* Dokumenttext *
--------------------
Es gibt Mitglieder des Betriebsrats, mit denen Arbeitgeber „besser“ können als mit anderen. Ob das immer positiv ist, sei mal dahingestellt. Doch nun stellen Sie sich folgende Situation einmal vor:
Als Betriebsrat liegen Sie mit Ihrem Arbeitgeber in einem arbeitsrechtlichen Streit. Vor Gericht kommt es zu einem Vergleich, mit dem die gegen Sie ausgesprochene fristlose Kündigung ebenso wie die hilfsweise ausgesprochene ordentliche Kündigung mit Auslauffrist erledigt wird. In diesem Vergleich verpflichten Sie sich, Ihr Amt im Betriebsrat niederzulegen und auch nicht mehr für den Betriebsrat zu kandidieren. Doch als dann die Wahlen anstehen, überlegen Sie es sich anders – und kandidieren doch. Sie werden auch gewählt. Und dann?
Was dann passiert – mit dieser Frage hat sich am 23.8.2022 das Arbeitsgericht (ArbG) Neumünster auseinandergesetzt (Az: 3 Ca 191 a/21).
Arbeitgeber sprach erneute Kündigung aus
Für den Arbeitgeber im entschiedenen Fall jedenfalls war die Sache klar. Er sah in der Kandidatur und der Annahme des Amtes einen klaren Verstoß gegen die Vereinbarung. Er kündigte erneut. Das Vertrauen in diesen Beschäftigten sei unwiderruflich zerrüttet.
--------------------
* Datensatz *

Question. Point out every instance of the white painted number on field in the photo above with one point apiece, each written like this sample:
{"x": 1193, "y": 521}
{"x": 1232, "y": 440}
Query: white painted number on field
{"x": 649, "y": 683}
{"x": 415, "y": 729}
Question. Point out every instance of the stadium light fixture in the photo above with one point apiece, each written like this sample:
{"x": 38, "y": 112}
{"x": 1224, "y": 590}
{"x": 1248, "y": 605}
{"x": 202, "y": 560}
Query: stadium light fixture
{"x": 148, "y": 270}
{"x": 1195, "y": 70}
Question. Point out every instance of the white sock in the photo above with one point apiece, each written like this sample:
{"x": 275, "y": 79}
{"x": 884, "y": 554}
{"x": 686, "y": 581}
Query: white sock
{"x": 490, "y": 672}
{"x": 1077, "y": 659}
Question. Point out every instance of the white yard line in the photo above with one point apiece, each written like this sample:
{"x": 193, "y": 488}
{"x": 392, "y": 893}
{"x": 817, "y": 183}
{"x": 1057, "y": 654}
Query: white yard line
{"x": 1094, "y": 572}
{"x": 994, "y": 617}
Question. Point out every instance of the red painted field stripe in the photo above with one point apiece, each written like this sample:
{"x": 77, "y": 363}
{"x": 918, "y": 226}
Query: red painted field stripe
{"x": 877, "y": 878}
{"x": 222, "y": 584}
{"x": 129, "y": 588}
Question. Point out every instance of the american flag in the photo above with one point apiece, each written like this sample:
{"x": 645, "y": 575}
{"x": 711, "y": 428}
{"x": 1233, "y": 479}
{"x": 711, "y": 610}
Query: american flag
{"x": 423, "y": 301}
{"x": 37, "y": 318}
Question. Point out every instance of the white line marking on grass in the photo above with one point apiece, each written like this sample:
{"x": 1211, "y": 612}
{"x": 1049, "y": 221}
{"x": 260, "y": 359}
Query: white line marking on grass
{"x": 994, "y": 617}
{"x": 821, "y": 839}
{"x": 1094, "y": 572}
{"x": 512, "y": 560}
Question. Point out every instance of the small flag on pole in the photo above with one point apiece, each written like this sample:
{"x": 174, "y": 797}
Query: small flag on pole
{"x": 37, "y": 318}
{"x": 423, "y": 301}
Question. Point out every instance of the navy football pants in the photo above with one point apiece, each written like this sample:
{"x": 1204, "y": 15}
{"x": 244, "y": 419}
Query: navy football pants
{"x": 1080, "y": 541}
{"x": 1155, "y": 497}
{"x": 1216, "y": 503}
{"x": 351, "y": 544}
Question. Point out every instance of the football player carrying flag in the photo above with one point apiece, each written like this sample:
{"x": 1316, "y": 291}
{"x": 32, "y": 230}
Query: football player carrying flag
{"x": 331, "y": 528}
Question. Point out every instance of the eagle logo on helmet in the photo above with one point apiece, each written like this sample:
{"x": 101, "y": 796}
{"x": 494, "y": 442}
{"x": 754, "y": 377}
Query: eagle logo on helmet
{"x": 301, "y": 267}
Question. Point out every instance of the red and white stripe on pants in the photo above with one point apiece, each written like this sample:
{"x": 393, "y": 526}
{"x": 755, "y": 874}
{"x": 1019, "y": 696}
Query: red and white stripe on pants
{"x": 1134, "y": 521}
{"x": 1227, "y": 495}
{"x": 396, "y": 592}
--------------------
* Anforderungen *
1. Wiederhole aus dem Text zum Betriebsrat wortgetreu den Abschnitt von „Es gibt Mitglieder“ bis einschließlich „Ca 191 a/21).“.
2. Schreibe den Text zum Betriebsrat im Anschluss an seinen letzten Satz weiter.
Die Einträge spielen hierfür keine Rolle.

* Geordnete Ergebnisse *
1.
Es gibt Mitglieder des Betriebsrats, mit denen Arbeitgeber „besser“ können als mit anderen. Ob das immer positiv ist, sei mal dahingestellt. Doch nun stellen Sie sich folgende Situation einmal vor:
Als Betriebsrat liegen Sie mit Ihrem Arbeitgeber in einem arbeitsrechtlichen Streit. Vor Gericht kommt es zu einem Vergleich, mit dem die gegen Sie ausgesprochene fristlose Kündigung ebenso wie die hilfsweise ausgesprochene ordentliche Kündigung mit Auslauffrist erledigt wird. In diesem Vergleich verpflichten Sie sich, Ihr Amt im Betriebsrat niederzulegen und auch nicht mehr für den Betriebsrat zu kandidieren. Doch als dann die Wahlen anstehen, überlegen Sie es sich anders – und kandidieren doch. Sie werden auch gewählt. Und dann?
Was dann passiert – mit dieser Frage hat sich am 23.8.2022 das Arbeitsgericht (ArbG) Neumünster auseinandergesetzt (Az: 3 Ca 191 a/21).

2.
Sieg vor dem Arbeitsgericht
Das ArbG Neumünster kassierte die Kündigung. Der Arbeitnehmer hat nach Auffassung des Gerichts nicht schuldhaft gegen seine vertraglichen Verpflichtungen und Pflichten verstoßen. Natürlich durfte der Arbeitnehmer wieder für den Betriebsrat kandidieren. Denn eine Vereinbarung, wonach für alle Zukunft auf die Kandidatur als Betriebsrat verzichtet wird, ist unwirksam. Der Grund hierfür findet sich in § 8 Betriebsverfassungsgesetz (BetrVG). Dort heißt es wörtlich:
„Wählbar sind alle Wahlberechtigten, die das 18. Lebensjahr vollendet haben und sechs Monate dem Betrieb angehören oder als in Heimarbeit Beschäftigte in der Hauptsache für den Betrieb gearbeitet haben.“
Das Gesetz gibt damit keine weiteren Einschränkungen vor. Das bedeutet: Wer diese Voraussetzungen erfüllt, ist ohne Wenn und Aber wählbar. Eine individualrechtliche Abrede darf kein gesetzliches Recht brechen. Tut sie es doch, ist sie unwirksam – zumal mit einer solchen Vereinbarung ja auch die Wahlmöglichkeiten der Beschäftigten eingeschränkt würde. Ein weiterer, unangemessener Eingriff in die Prinzipien der Mitbestimmung.
Eine kluge und wichtige Entscheidung
Stellen Sie sich vor, Ihr Arbeitgeber könnte sich durch entsprechende Vergleiche vor Gericht seinen Wunschbetriebsrat ermöglichen – einfach, indem er mit allen ihm missliebigen Beschäftigten entsprechende Vereinbarungen trifft. Ein Unding, oder? Das sieht auch das ArbG Neumünster so.
Der Arbeitgeber hatte zwar noch argumentiert, dass es doch bitteschön nicht im Sinne der Belegschaft sein könne, wenn diese von einem Betriebsratsmitglied vertreten wird, „dass sowohl individual- als auch kollektivarbeitsrechtliche Pflichten missachte und verletze“. Doch auch dieses Argument ließ das Gericht nicht gelten: Es ist allein Sache der Beschäftigten zu entscheiden, von wem sie vertreten werden möchten oder nicht. Es steht dem Arbeitgeber nicht zu, eine irgendwie geartete „Vorauswahl“ zu treffen.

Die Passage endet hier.